Exercise task: Retype exactly the stretch of lines that begins at the line containing "Teacher note to the class: pick out the arched" and ends at the last line of the data, with no other lines.

Data records:
=-=-=
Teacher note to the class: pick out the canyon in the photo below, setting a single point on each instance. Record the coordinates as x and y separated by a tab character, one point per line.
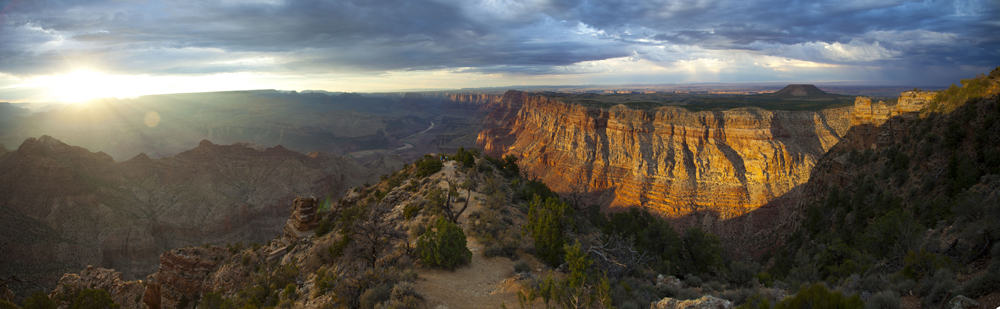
667	159
64	207
67	207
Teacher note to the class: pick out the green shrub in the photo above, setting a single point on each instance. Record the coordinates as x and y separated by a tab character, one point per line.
892	235
522	267
212	300
918	265
324	227
467	159
756	301
444	246
883	300
704	253
374	296
818	296
39	300
937	287
738	296
692	280
289	292
765	279
546	224
741	274
411	211
93	298
904	287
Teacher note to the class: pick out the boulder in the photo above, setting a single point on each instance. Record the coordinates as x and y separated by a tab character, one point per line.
962	302
125	293
303	218
668	280
705	302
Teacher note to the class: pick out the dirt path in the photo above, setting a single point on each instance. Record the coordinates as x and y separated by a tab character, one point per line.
484	283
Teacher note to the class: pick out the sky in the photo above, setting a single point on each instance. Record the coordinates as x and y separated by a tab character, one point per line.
70	51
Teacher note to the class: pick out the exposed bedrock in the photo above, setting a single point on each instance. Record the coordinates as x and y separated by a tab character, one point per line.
668	159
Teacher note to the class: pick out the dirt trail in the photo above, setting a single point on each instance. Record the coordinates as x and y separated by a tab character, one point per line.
484	283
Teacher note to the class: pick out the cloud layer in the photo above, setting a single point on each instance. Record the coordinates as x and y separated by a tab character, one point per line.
758	40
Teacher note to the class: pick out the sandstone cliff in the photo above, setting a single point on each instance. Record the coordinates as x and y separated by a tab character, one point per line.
64	207
668	159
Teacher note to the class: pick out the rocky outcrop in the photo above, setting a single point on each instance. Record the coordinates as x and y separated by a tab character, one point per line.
182	272
668	159
66	207
122	292
303	218
908	105
705	302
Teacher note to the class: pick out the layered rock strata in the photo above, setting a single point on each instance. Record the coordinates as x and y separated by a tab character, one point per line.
121	291
66	207
668	159
908	105
182	273
303	218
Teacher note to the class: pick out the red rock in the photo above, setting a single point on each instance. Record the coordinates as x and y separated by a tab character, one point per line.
668	159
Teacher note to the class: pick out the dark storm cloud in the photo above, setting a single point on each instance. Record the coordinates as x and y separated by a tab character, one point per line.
528	37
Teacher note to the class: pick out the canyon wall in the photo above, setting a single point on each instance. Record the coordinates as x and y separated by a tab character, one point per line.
64	207
667	159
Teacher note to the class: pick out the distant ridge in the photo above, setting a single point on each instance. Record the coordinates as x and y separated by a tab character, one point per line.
799	90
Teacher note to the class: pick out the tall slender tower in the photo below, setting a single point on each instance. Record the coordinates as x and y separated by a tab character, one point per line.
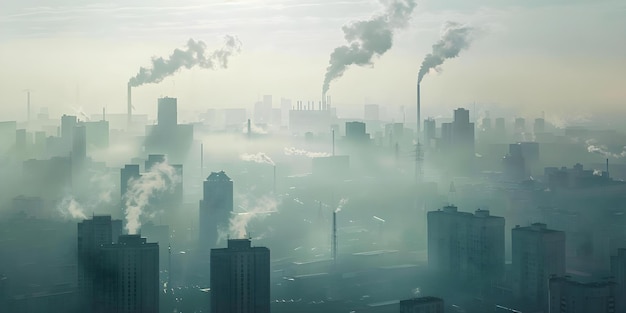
240	278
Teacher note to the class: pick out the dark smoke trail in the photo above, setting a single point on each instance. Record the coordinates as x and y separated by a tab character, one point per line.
455	38
368	38
194	54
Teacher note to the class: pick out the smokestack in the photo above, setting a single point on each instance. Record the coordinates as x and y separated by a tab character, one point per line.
129	108
333	142
419	117
334	242
249	129
274	178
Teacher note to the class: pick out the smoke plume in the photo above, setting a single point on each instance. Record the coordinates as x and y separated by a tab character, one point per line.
342	202
161	177
594	147
194	54
455	37
258	209
299	152
367	39
257	158
70	208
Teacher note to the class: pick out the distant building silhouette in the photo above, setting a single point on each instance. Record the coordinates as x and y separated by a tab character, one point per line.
538	252
216	207
240	278
92	235
128	281
569	296
422	305
466	246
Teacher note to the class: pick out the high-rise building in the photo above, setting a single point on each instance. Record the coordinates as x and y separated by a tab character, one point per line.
422	305
457	142
92	235
216	207
167	112
569	296
466	246
130	171
371	112
240	278
128	280
538	253
355	132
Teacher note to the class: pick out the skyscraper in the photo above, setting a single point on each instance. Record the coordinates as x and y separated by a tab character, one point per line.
128	280
240	278
538	253
466	246
216	207
92	235
167	112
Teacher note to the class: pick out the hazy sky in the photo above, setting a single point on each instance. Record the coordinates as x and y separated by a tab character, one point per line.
532	55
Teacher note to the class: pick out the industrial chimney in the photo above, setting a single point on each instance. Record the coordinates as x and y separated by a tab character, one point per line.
419	121
129	108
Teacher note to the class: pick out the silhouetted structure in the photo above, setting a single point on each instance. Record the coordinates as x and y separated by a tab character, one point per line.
129	278
240	278
422	305
466	246
92	235
216	207
538	252
569	296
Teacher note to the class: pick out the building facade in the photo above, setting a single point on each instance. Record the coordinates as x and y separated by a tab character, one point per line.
538	253
240	278
216	208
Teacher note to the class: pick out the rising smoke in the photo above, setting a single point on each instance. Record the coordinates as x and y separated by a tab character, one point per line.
367	39
594	147
257	158
69	207
455	37
161	177
299	152
252	210
194	54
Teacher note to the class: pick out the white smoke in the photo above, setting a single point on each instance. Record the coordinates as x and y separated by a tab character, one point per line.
455	37
161	177
594	147
257	158
194	54
299	152
368	38
70	208
252	210
341	204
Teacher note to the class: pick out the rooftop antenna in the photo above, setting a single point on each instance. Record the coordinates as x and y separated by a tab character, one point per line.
452	193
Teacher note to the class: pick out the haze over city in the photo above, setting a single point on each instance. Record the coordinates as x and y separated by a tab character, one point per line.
313	156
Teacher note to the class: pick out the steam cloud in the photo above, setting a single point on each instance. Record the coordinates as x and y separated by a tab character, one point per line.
368	38
194	54
594	147
342	202
299	152
161	177
70	208
257	158
455	38
259	209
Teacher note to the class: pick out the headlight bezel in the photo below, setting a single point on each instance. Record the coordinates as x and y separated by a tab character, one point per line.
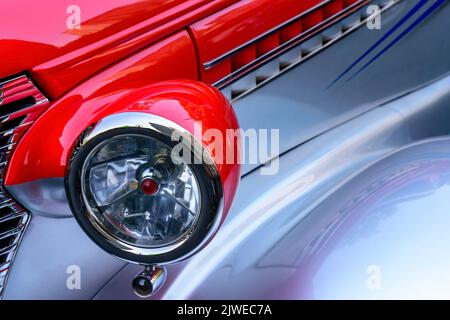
205	172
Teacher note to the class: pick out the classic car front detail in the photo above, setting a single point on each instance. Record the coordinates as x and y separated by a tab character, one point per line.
106	164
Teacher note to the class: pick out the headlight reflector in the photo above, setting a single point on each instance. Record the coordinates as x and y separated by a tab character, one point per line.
137	193
135	198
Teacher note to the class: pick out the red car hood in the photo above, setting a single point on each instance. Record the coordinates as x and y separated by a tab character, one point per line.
33	32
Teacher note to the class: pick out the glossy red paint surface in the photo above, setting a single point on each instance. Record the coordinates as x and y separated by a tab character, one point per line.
237	24
122	88
34	35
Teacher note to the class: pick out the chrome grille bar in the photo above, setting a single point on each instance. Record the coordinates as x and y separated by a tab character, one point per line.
21	102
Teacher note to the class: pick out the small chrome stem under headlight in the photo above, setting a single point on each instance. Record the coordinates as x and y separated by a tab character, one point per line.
149	281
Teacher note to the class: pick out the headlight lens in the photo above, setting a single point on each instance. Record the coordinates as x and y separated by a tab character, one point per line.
138	194
136	198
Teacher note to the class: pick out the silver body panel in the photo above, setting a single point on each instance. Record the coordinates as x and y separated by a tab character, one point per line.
321	227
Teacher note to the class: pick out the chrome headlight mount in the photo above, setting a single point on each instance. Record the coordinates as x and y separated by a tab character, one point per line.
134	201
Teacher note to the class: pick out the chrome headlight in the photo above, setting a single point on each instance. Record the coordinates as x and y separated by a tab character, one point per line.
135	198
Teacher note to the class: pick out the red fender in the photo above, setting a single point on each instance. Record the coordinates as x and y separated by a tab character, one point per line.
45	149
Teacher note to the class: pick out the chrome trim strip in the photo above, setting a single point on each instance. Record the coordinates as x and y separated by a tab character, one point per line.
304	36
11	232
20	102
309	55
216	61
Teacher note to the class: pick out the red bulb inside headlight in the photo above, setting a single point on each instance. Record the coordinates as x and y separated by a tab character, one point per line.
150	189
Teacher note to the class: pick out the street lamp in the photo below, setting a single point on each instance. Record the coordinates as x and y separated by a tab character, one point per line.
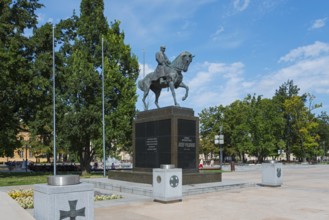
219	139
26	158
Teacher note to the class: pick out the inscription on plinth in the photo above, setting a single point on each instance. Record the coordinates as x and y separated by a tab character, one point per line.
166	136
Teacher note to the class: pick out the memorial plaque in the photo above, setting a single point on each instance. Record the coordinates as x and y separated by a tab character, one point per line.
152	143
186	144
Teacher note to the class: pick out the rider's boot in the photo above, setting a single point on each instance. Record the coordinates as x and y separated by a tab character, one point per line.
162	81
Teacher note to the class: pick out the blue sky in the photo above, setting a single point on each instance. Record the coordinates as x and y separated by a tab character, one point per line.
241	46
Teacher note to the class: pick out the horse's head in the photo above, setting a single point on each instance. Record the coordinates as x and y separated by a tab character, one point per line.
183	61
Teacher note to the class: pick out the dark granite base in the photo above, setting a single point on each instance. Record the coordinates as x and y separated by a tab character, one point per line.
146	177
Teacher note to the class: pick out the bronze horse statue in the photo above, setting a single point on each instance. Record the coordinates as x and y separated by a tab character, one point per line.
173	78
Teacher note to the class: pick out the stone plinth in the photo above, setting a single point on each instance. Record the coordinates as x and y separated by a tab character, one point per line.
62	202
167	135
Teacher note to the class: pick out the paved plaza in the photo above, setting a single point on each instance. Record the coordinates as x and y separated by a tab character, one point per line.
303	195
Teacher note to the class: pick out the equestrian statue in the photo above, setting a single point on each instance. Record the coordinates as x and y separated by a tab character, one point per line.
166	75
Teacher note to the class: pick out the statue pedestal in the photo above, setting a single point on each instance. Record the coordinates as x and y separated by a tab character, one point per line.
167	135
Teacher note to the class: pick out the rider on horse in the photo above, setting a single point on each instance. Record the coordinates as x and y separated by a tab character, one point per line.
163	61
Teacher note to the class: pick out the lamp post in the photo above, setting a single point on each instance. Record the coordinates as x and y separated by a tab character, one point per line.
219	139
26	158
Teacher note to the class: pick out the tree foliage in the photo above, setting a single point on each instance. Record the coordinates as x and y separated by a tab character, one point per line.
17	85
264	127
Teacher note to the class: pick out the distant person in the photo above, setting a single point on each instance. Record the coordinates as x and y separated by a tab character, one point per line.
95	165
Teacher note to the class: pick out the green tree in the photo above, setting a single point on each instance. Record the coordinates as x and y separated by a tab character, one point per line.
286	91
17	97
303	127
79	88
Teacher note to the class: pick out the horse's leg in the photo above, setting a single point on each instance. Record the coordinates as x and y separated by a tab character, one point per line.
146	92
157	93
186	90
172	89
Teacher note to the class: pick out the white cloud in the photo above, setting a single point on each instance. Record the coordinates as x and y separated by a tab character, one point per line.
217	83
241	5
319	23
309	51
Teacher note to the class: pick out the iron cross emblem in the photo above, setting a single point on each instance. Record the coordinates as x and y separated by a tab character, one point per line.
73	213
174	180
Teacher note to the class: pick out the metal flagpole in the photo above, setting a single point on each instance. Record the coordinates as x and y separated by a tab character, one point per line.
103	112
54	102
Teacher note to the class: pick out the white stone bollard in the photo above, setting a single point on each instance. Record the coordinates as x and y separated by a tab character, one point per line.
167	184
62	201
272	174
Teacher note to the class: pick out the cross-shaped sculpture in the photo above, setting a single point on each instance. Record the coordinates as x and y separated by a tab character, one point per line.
73	213
174	180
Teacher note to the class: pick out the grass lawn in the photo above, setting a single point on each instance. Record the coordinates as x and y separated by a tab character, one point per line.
20	178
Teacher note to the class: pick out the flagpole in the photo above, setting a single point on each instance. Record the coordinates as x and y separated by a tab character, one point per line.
103	111
54	102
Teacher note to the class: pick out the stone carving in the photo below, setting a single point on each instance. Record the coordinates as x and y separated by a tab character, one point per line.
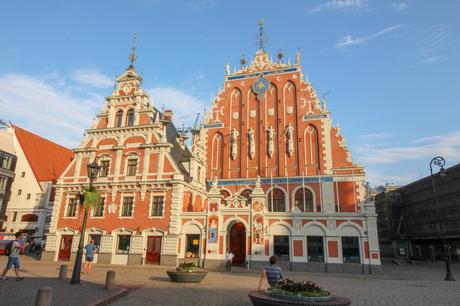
270	140
112	208
258	184
234	143
258	229
252	143
289	139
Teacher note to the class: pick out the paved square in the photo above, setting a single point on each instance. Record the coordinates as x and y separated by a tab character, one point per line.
420	284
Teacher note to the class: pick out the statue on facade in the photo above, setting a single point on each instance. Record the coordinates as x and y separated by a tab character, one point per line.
270	140
252	143
234	143
289	139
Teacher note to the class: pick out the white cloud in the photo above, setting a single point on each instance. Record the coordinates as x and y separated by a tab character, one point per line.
420	149
399	6
348	40
376	136
38	105
339	5
181	103
91	78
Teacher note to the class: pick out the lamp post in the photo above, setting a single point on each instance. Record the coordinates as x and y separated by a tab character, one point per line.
440	162
93	169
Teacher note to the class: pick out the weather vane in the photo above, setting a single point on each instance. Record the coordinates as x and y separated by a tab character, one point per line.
261	36
132	57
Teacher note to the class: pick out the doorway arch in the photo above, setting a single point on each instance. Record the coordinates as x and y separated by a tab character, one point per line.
237	243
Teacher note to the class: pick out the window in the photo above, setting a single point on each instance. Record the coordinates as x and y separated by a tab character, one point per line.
276	200
127	207
350	249
123	244
246	194
72	208
281	247
304	199
6	162
130	118
157	206
132	167
193	246
119	119
96	238
99	210
104	170
29	218
315	249
3	181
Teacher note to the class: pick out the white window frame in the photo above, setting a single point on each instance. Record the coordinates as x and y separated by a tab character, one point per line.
120	209
151	205
67	202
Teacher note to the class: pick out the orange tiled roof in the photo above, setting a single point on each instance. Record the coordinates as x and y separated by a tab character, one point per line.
47	159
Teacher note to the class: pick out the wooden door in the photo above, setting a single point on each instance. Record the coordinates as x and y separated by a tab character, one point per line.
152	255
65	247
238	243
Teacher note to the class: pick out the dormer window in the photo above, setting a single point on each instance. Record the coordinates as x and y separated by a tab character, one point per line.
119	119
130	118
132	167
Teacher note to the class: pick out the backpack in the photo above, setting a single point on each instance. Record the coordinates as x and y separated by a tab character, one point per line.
8	248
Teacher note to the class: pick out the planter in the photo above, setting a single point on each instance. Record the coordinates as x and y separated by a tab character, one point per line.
261	298
187	277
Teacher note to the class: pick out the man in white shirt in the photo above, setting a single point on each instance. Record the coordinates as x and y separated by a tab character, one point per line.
13	257
228	260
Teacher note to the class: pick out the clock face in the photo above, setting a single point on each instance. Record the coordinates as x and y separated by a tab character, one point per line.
260	86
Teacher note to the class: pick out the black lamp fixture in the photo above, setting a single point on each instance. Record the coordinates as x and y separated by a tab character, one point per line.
93	170
440	162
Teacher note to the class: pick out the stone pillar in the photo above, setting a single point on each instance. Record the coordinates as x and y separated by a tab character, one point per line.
105	251
136	251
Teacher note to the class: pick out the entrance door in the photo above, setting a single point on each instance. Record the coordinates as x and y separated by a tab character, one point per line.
238	243
65	247
152	255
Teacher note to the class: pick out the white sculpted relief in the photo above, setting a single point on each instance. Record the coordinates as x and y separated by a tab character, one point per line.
234	143
270	140
252	143
289	139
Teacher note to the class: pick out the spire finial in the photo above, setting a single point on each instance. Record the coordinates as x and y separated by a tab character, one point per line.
132	56
261	37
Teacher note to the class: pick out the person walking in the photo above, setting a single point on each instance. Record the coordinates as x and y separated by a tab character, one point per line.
273	273
13	258
228	260
89	249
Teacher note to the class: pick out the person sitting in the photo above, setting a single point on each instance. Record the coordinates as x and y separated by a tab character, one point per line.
273	273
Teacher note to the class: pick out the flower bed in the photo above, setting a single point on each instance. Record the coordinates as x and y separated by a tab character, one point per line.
187	273
299	290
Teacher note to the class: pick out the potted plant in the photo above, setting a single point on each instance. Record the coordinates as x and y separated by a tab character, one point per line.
290	292
187	272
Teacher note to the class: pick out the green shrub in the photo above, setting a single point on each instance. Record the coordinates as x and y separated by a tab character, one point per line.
186	267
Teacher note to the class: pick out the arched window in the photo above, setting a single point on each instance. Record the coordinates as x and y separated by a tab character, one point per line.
304	199
119	119
29	218
246	194
276	200
130	118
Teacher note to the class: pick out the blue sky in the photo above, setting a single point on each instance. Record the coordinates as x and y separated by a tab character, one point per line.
391	67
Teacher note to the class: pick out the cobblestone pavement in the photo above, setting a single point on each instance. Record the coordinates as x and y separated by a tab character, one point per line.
421	284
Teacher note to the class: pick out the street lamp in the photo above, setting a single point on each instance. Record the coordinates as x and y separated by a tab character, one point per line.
93	170
440	162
=-=-=
Correct answer:
Teacher note to the class: pick out the arched window in the photo above, setting a single point on each instance. Record the coordinates as x and y separated by a tab character, one point per line.
304	199
119	119
29	218
246	194
276	200
130	118
Teacher note to the class: pick out the blue sky in the photo above, setting a single point on each instance. Record the coordinates as x and y separated by a tab character, one point per line.
391	67
Teacher note to the class: pick out the cobblestone pavement in the photo above, setting a single point on each instance. Record the coordinates as x and y separated by a tab character, one point per line.
421	284
Teacher note to the class: pick out the street lamp in the photo above, setting a single point on each instance. Record the coordinates as x and y separated by a tab character, one point per line.
93	170
440	162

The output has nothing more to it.